**Exercise data:**
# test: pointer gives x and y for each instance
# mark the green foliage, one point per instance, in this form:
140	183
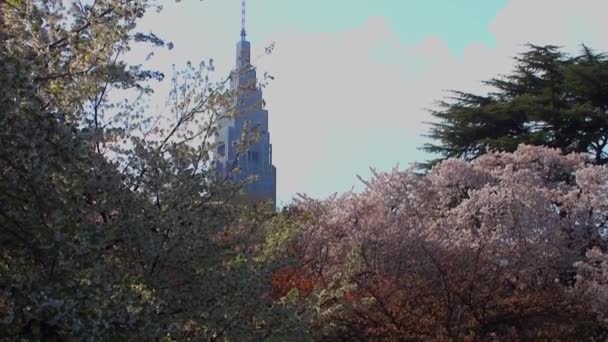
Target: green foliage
114	224
550	99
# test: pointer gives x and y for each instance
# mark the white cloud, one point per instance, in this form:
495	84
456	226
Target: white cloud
344	101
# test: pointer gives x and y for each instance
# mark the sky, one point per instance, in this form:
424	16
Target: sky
354	79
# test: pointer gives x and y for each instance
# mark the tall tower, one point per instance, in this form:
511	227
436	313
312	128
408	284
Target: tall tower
257	159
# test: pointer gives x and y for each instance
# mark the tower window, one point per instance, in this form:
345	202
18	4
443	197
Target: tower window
221	149
253	156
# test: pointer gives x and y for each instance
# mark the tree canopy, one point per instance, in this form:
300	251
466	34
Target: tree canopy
549	99
509	247
113	223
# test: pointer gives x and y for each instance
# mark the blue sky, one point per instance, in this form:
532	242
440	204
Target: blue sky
353	79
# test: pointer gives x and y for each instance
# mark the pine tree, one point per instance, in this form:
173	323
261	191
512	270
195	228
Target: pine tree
549	99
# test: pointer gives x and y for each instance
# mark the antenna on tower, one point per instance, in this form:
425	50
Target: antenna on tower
243	31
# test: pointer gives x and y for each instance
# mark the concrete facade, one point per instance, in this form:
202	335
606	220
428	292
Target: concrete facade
256	160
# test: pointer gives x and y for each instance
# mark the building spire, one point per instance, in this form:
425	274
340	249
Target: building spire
243	31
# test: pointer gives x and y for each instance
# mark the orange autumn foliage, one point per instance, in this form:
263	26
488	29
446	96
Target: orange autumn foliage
289	278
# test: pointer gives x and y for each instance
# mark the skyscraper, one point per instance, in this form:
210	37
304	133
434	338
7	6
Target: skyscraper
256	159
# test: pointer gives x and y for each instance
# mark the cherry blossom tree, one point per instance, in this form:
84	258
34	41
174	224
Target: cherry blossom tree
507	246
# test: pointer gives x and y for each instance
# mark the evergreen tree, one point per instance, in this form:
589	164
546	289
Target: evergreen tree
550	99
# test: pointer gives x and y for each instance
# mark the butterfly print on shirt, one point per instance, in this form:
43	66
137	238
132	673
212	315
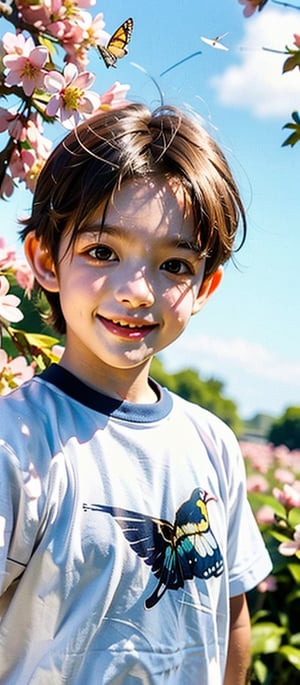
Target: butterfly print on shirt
175	551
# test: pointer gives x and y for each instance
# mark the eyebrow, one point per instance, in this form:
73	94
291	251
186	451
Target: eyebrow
178	242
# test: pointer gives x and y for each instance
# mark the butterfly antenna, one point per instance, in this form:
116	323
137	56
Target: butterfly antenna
140	68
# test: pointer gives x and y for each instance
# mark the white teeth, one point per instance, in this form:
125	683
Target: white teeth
127	325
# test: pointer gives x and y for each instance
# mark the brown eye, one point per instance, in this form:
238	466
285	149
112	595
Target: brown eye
176	266
102	253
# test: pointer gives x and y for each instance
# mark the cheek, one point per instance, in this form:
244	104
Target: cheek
180	301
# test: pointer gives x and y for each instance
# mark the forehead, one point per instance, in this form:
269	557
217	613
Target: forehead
157	201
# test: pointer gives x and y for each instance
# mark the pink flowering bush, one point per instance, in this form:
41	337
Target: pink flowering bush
37	91
22	353
275	604
292	61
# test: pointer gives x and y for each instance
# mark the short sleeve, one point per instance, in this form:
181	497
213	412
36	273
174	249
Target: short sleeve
248	559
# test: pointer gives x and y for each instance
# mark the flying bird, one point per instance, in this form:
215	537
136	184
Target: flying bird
215	42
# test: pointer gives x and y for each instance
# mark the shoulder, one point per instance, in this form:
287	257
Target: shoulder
25	411
210	427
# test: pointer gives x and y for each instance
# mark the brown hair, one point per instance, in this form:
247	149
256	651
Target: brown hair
118	145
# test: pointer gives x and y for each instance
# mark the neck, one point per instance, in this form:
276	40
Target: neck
131	385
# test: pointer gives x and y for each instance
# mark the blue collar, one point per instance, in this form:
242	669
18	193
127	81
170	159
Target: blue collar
110	406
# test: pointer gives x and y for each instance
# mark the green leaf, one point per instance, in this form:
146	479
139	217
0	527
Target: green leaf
291	62
294	137
291	654
294	569
266	638
294	517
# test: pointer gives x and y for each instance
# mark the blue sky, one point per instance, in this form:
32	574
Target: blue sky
248	335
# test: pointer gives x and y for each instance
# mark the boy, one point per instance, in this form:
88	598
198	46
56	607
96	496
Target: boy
128	543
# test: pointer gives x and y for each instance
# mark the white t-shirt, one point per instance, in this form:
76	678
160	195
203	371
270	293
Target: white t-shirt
124	531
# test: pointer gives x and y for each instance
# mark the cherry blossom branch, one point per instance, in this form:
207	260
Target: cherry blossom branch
41	91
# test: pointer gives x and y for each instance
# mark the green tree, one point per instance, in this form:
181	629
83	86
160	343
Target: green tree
208	394
286	429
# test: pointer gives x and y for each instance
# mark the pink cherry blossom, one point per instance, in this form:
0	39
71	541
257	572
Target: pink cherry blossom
7	255
284	476
13	372
288	497
35	136
25	62
21	162
265	515
297	40
69	97
250	6
293	546
257	483
7	187
9	303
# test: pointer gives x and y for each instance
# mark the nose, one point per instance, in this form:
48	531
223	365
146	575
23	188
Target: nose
136	291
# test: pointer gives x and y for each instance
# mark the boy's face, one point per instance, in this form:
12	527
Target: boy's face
128	290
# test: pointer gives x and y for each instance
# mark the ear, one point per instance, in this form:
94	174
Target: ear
41	263
208	287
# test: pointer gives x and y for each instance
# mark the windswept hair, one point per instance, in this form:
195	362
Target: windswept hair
92	162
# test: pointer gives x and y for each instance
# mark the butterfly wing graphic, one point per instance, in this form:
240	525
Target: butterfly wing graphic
117	44
176	552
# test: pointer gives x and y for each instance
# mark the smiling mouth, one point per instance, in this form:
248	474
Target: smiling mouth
127	329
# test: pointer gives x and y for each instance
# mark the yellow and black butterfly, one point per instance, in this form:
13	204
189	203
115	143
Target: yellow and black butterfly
117	44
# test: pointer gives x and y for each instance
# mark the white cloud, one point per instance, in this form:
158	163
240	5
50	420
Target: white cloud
257	378
256	82
210	353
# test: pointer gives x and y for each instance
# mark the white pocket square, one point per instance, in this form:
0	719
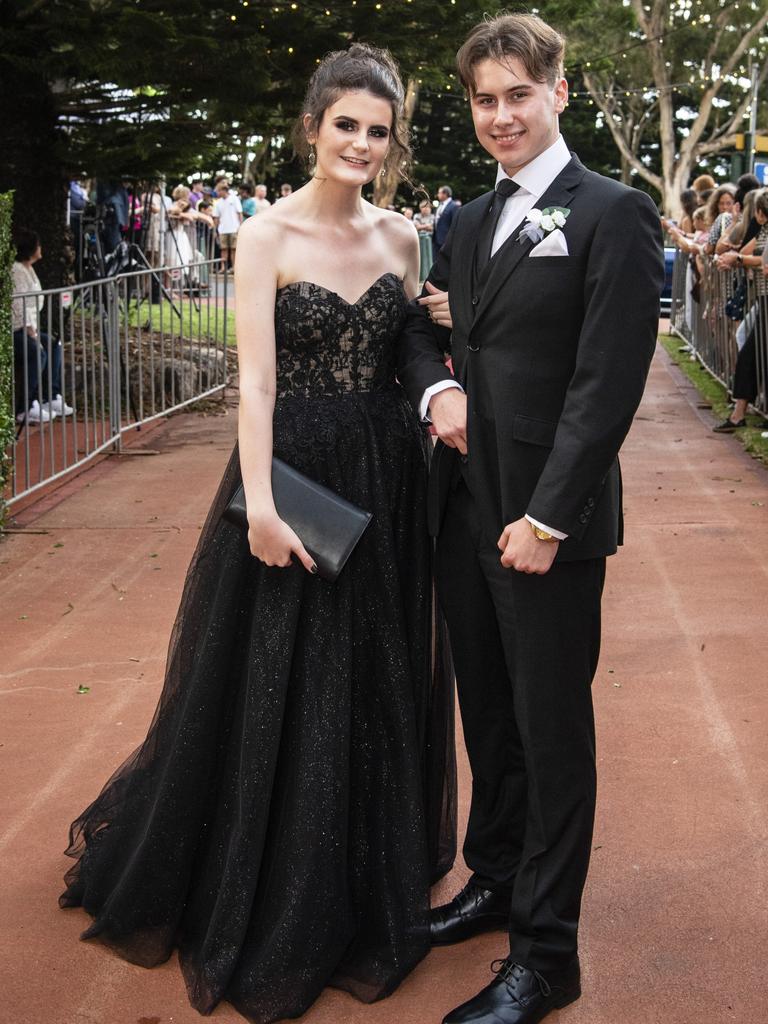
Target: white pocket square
553	245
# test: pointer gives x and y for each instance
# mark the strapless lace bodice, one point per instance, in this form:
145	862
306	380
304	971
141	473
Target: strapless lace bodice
329	346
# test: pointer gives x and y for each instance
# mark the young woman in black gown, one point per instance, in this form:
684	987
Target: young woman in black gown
295	796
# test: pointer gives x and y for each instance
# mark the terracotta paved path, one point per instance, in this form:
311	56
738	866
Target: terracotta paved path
676	916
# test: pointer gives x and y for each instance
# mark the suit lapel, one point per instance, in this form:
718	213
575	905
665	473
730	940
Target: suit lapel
510	254
467	228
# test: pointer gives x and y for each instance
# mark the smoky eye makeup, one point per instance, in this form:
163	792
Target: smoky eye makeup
346	124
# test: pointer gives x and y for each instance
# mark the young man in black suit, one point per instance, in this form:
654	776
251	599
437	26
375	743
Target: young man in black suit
554	281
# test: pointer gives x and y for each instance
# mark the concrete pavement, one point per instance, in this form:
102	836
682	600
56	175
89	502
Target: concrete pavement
676	914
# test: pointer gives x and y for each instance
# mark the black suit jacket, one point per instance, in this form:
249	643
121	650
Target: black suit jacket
553	353
443	224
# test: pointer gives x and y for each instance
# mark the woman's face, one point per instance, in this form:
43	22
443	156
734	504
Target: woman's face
353	138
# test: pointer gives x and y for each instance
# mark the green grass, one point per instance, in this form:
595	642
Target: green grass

**What you will do:**
The answer is the listing above repeated verbatim, minus its images.

**Response:**
# test: pointer gives x and y for each instance
# mark the green foliage, one point per instance, in this form:
140	183
Target: green foliage
114	224
550	99
# test: pointer gives x and y for each instance
# mark the white cloud, one point per instance, in this form:
495	84
456	226
Target: white cloud
344	101
# test: pointer gives x and y for each instance
# mark the sky, one point per instance, in this form:
424	16
Target: sky
354	79
# test: pointer gives x and y for each instance
# mark the tall tower, one point per instance, in this form:
511	227
436	313
312	128
408	284
Target: tall tower
257	159
# test: pointer gives x and y for each instance
# mark the tower window, one point per instance, in this form:
345	202
18	4
443	197
Target: tower window
221	149
253	156
# test: pointer gives x and y for each instance
# mark the tree canopy, one point per instance, in this form:
300	251
466	34
Target: tree canopy
549	99
509	247
113	223
# test: pointer gives x and y for each instance
# mark the blue sky, one point per instance, in this form:
532	242
440	204
Target: blue sky
353	79
# test: pointer gives x and y for each instance
# mark the pine tree, one point per instance, in this form:
173	323
261	191
512	270
195	228
Target: pine tree
549	99
# test: pointer gives x and y for each instance
# mark the antenna on tower, one point per instance, in this form:
425	50
Target: antenna on tower
243	31
# test: pointer gives x and y for each instance
# mark the concrete facade, one point per instance, in this form:
202	335
606	220
428	292
Target: concrete facade
256	160
# test: pointer gives x and y for each instance
# mark the building spire, one point per instance, in this form:
425	274
340	249
Target: building spire
243	31
# test: pointer gives x and y for each instance
# mark the orange autumn foliage, one point per instance, in this form:
263	26
488	29
446	96
Target: orange autumn foliage
289	278
# test: pointer gives x and y for each instance
# mark the skyscraper, one point per instance, in this form:
210	37
304	133
434	338
7	6
Target: skyscraper
256	159
# test: pointer gives x and y for each instance
# mark the cherry blossom tree, one point per instance, in this form:
84	258
34	41
174	224
Target: cherry blossom tree
507	246
# test: pointer gives x and y for each instance
# mark the evergreen tree, one point per instance, in this form:
589	164
546	289
Target: evergreen tree
550	99
# test: pointer gives x and y for each instance
# mark the butterfly print on shirt, one point per instance, in this form:
43	66
137	238
132	673
212	315
Target: butterfly print on shirt
175	551
# test: pointer gives x and y for each instance
# mark the eyebrow, one point per instance, in this form:
73	94
291	251
186	451
Target: eyebrow
178	242
# test: pointer gives x and y for each instance
# mark the butterfly antenna, one point per instance, in this form:
116	323
137	56
Target: butterfly antenna
140	68
# test: pointer gives x and y for each instance
# mark the white teeth, one point per instance, in this form:
125	683
Target: white teeth
127	325
# test: pointer gives x and y for each instance
# mark the brown eye, one point per instance, in this form:
238	466
285	149
112	595
Target: brown eye
176	266
102	253
# test: pointer gives x and y for each instance
# mark the cheek, one point per instance, in this form:
244	104
Target: cheek
180	301
# test: pointer gives x and y for each instance
# mark the forehead, one point per instance, in this form:
269	557
217	613
Target: forehead
157	201
# test: pointer gives x and y for each instance
# mark the pink flowering bush, one point per instance, in this form:
41	337
Target: pink flowering bush
37	91
22	353
275	604
292	61
# test: pointer gives x and y for each instance
# mark the short sleeve, one point per instance, in this form:
181	497
213	412
36	273
174	249
Target: short sleeve
248	559
# test: pointer gives x and y for each instance
# mark the flying bird, one point per instance, in this form:
215	537
136	184
Target: flying bird
215	42
# test: pointer gives x and y for each instance
# mark the shoulder, one point per instance, in this form:
287	257
Target: shoulder
25	411
210	427
# test: pointer gives x and y for each instance
# mark the brown hair, one point per instance, in this form:
247	149
256	651
Target: brown hair
118	145
# test: pointer gives x and y for each instance
# mark the neck, one point per instance, in this form:
276	40
Target: neck
131	385
# test: pointer gives x and y for each instance
# mark the blue collar, one point per instance, in this form:
242	669
18	193
127	81
170	159
Target: blue collar
110	406
# test: pointer gives x and y for each instance
# mark the green leaf, one point per instance, in this form:
146	479
139	217
0	527
Target: green leaf
291	62
294	137
291	654
294	569
266	638
294	517
# test: pointer gives x and y for each instance
# mark the blue sky, one point per instance, in this form:
32	574
Target: blue sky
248	335
# test: pointer gives x and y for each instance
# mark the boy, one point per instance, in this form:
88	598
198	46
56	607
96	496
Target: boy
128	543
# test: pointer gives x and y for each instance
# mark the white t-shirt, one point per instance, in this form:
76	678
160	195
203	371
270	293
Target: white t-shirt
124	531
# test: pointer gives x and y for each instance
# mark the cherry blossom branch, one point per instance, in this form:
207	260
Target: cherry blossom branch
41	91
# test: pointer gives x and y for each instance
# mark the green tree, one point per instance, in this form:
181	629
83	86
160	343
Target: green tree
208	394
286	429
# test: pointer gives x and y for each instance
# mark the pink cherry blossom, one point per instance, in this form:
0	39
71	541
257	572
Target: pink cherry blossom
7	255
284	476
13	372
288	497
35	136
25	62
21	162
265	515
297	40
69	97
250	6
293	546
257	483
7	187
9	303
# test: pointer gives x and y for each instance
# mark the nose, one point per instance, in this form:
48	531
223	365
146	575
23	188
Target: nose
136	291
# test: pointer gives x and y for each instance
# mark the boy's face, one point per instance, in this form:
12	527
Target: boy's face
128	290
# test: pointer gives x and y for each instance
# mark the ear, one point per instance, in this form:
94	174
Target: ear
41	263
208	287
# test: pointer gives x and y for each instance
# mark the windswept hair, one point per instance, in this form:
195	362
Target: windswept hair
92	162
# test: pointer gives x and y for each instance
# mark the butterfly wing graphic, one point per instance, in this form:
240	525
Target: butterfly wing graphic
117	44
176	552
# test: pointer gives x and y for each instance
# mark the smiling mouth, one point per instance, in this form:
248	474
Target: smiling mouth
127	329
# test: pointer gives x and y for each instance
# mark the yellow and black butterfly, one point per instance, in this form:
13	204
189	203
115	143
Target: yellow and black butterfly
117	44
# test: pointer gives x and y for each instance
# mark the white cloud, one point per instance, in this form:
158	163
240	5
50	420
Target: white cloud
257	378
256	82
210	353
# test: pointer gives x and y for each instance
# mark the white pocket square, one point per instance, in this form:
0	719
Target: white pocket square
553	245
# test: pointer gives x and y for each instance
# mark the strapless lace bodice, one point per instance, in this form:
145	862
306	380
304	971
141	473
Target: strapless lace bodice
329	346
# test: pointer gives x and y for each instance
# mark the young woman in black gown, one point per instance, in this form:
684	987
Target: young woman in black gown
295	796
# test: pointer gives x and y for each instance
# mark the terracotta paved path, one point per instance, in this form:
311	56
738	866
Target: terracotta paved path
676	916
# test: pointer gives x and y for each instance
# mark the suit lapel, one point per instance, in this form:
718	213
575	905
665	473
730	940
Target: suit lapel
510	254
467	228
# test: pointer gives x and y for each instance
# mark the smoky eye makeup, one point per instance, in this form:
163	792
Target: smoky eye makeup
346	124
# test: pointer gives x and y for each instance
# mark the young man in black suit, one point per instance, in this form:
654	776
251	599
437	26
375	743
Target: young man in black suit
554	281
# test: pointer gives x and y for each instance
# mark the concrete pavement, one point per instance, in this form:
102	836
682	600
56	175
89	502
Target: concrete pavement
676	914
# test: pointer gives x and y for each instance
# mark the black suit jacket, one point per instance, in this form:
249	643
121	650
Target: black suit jacket
553	353
443	224
# test: pointer gives x and y for each instance
# mark the woman's face, one point per instance, in this form:
43	22
443	156
734	504
Target: woman's face
353	138
# test: pointer gives x and y for each instance
# mark the green grass, one point per instance, in this form:
595	642
Target: green grass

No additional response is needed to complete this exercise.